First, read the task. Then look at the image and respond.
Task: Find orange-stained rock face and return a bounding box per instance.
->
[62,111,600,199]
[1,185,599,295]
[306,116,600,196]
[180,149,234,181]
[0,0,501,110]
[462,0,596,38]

____

» Task requirements: Print the entries once more, character for character.

» Written response:
First, read the task. Then look at the image and respond.
Task: Find orange-stained rock face and return a bounding box per instance.
->
[62,111,600,199]
[1,185,599,295]
[306,116,600,196]
[180,149,234,181]
[0,0,501,110]
[462,0,596,38]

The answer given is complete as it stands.